[STATED EXERCISE]: Format as a numbered list only the rows from the line containing "In this picture, where can the snow covered" up to and including the line containing "point(542, 333)", skipping blank lines.

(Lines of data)
------------------------------------
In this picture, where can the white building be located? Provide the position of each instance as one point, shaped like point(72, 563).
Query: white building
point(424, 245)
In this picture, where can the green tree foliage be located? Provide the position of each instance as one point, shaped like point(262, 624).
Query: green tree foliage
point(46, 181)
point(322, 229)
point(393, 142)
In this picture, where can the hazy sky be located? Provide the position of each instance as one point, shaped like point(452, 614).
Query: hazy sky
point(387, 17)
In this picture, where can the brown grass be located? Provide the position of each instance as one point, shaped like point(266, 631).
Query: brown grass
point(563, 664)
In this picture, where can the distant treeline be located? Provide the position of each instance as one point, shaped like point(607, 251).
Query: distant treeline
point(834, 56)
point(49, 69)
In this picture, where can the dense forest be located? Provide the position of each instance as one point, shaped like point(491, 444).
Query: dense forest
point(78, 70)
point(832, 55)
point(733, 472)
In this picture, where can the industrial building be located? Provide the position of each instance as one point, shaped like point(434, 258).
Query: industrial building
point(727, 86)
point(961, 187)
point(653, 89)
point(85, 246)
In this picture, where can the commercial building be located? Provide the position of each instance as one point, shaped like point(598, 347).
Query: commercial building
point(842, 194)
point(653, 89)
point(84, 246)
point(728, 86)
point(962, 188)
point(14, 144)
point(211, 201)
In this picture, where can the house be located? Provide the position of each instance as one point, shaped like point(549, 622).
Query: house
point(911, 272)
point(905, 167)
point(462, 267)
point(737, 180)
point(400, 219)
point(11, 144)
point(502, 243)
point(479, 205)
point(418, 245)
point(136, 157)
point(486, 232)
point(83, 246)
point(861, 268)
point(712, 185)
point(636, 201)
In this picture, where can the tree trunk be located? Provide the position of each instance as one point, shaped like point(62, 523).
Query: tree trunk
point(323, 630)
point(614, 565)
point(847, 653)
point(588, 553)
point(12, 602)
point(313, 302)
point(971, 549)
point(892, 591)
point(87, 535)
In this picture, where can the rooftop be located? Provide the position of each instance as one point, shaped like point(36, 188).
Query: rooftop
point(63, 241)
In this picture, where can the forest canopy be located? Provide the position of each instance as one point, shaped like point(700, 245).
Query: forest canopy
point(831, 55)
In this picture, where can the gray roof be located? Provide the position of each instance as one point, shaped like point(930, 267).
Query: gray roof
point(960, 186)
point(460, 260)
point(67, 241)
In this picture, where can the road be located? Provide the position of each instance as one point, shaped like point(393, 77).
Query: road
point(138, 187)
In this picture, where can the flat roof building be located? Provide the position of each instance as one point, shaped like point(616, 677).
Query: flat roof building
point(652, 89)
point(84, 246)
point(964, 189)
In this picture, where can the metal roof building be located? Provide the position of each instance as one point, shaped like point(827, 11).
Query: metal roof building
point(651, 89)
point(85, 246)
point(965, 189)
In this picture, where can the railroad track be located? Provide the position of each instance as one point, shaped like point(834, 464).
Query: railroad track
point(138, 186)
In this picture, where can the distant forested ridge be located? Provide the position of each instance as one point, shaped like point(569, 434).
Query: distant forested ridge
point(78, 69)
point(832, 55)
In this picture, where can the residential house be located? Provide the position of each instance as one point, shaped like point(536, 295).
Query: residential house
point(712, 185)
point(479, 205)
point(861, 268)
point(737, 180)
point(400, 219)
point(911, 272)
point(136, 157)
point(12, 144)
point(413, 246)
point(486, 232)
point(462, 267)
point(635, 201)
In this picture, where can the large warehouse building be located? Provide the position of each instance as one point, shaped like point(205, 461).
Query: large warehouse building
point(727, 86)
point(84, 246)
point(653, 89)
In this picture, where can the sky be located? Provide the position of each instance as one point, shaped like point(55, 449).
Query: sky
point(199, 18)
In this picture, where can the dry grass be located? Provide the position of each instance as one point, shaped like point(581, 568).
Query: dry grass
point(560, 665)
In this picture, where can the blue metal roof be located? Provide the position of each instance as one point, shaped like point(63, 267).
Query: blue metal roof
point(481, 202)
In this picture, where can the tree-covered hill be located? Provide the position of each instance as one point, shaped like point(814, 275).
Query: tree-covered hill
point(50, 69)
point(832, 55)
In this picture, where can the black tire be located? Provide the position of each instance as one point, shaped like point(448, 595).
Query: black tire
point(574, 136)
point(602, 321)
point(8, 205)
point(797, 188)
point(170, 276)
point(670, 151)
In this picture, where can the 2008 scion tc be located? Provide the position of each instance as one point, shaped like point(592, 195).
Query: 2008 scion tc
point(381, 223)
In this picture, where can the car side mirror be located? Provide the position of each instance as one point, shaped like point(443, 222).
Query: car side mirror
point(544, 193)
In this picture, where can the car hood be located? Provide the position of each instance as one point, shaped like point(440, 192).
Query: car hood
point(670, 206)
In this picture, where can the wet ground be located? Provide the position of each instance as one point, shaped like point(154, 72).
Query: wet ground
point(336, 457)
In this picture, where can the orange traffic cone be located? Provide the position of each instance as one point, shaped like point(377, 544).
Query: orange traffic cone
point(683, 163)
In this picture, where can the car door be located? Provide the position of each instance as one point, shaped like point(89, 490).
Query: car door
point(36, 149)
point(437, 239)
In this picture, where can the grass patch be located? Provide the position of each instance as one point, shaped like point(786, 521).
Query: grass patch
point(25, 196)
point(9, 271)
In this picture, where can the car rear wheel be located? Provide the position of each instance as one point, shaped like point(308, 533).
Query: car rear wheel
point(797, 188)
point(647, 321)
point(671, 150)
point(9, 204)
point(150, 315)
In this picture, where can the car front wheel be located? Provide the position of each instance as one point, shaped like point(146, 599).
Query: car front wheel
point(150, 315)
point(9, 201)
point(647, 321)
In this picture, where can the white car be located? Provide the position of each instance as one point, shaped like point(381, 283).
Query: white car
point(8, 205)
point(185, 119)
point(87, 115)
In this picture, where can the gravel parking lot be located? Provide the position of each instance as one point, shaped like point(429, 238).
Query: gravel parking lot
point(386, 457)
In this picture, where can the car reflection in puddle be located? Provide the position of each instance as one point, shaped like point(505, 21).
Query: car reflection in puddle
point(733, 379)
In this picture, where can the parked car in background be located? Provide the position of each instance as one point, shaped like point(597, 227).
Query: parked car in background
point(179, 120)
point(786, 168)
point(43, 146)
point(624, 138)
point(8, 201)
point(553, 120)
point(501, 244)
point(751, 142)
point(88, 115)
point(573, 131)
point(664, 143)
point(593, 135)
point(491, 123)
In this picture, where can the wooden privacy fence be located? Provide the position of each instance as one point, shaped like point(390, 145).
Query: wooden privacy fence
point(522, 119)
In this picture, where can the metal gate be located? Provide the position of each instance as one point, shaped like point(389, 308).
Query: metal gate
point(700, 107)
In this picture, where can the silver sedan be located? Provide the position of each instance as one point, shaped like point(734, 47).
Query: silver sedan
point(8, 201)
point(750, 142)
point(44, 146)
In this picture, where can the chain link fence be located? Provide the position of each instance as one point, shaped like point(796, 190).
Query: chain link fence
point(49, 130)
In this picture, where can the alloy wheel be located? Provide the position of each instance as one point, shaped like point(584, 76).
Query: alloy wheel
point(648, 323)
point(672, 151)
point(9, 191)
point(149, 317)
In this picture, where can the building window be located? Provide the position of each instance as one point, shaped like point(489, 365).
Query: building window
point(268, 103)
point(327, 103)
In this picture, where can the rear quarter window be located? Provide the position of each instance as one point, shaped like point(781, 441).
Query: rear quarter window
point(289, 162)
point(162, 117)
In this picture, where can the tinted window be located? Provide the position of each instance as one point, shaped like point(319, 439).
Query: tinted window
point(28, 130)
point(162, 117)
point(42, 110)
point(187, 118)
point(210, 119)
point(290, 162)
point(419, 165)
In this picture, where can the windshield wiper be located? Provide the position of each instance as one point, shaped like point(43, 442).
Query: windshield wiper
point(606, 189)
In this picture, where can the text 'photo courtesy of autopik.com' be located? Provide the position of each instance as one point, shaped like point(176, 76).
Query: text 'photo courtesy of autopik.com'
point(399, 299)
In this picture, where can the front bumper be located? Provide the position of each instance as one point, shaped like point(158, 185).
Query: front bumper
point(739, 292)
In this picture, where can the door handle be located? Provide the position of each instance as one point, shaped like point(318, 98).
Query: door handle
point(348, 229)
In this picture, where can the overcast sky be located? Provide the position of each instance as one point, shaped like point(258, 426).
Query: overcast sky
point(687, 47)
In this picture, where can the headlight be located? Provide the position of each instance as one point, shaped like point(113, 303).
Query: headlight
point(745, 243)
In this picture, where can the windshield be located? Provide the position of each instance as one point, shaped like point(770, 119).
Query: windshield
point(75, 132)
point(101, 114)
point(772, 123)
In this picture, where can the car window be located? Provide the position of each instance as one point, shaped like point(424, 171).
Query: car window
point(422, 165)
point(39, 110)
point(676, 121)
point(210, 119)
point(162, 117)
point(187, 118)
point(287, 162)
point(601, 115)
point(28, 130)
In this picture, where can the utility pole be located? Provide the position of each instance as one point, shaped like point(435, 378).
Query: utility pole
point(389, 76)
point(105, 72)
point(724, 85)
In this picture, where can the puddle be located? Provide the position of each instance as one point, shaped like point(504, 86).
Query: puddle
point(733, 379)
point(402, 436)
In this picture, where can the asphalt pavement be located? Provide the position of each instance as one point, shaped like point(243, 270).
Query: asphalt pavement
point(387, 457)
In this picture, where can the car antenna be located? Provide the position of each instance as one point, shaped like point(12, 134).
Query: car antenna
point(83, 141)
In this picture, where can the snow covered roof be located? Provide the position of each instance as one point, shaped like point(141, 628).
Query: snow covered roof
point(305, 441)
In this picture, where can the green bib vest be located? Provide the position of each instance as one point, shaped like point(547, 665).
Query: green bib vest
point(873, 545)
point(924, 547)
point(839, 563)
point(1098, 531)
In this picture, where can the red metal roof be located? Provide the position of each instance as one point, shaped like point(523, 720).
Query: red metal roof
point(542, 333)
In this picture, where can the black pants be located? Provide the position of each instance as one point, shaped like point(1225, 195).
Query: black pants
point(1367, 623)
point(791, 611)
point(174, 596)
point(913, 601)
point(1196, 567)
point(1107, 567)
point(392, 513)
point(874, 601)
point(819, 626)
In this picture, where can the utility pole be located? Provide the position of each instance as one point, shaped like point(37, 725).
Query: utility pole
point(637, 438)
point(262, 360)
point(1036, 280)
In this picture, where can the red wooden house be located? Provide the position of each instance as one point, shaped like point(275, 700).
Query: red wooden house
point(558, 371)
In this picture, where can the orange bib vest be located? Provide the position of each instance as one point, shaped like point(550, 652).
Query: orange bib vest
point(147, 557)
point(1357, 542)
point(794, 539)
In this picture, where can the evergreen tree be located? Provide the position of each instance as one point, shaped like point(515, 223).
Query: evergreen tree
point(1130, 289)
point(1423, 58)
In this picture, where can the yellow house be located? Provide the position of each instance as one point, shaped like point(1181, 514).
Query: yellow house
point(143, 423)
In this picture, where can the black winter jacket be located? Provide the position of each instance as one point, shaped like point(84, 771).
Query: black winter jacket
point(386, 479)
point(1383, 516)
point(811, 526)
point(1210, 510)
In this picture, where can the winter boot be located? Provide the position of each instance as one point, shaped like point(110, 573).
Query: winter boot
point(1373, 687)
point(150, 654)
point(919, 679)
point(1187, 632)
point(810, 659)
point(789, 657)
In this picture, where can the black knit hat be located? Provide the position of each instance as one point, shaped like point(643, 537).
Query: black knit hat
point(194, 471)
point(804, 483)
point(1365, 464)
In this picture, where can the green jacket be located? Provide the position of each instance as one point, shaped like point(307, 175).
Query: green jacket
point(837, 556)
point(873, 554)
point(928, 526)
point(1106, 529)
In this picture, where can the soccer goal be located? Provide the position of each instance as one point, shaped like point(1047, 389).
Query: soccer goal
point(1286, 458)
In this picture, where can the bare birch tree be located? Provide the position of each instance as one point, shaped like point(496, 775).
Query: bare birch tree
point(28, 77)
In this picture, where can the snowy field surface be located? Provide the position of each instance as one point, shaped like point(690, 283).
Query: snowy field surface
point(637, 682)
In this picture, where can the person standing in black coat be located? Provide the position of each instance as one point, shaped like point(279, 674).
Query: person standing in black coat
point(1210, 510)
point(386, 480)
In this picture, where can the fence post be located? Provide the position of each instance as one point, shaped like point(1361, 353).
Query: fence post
------------------------------------
[FINISHED EXERCISE]:
1. In this picture, where can the snow covered roof be located? Provide the position of each instance as one point, shaped like point(141, 628).
2. Query: snow covered roof
3. point(305, 441)
4. In this picture, where can the green bib vest be located? Provide the position of each instance as one point, shaped like point(547, 665).
5. Query: green bib vest
6. point(873, 545)
7. point(924, 547)
8. point(839, 563)
9. point(1098, 531)
10. In this picture, where can the red metal roof be located? Provide the position of each instance as one point, shaped like point(523, 720).
11. Query: red metal roof
12. point(542, 333)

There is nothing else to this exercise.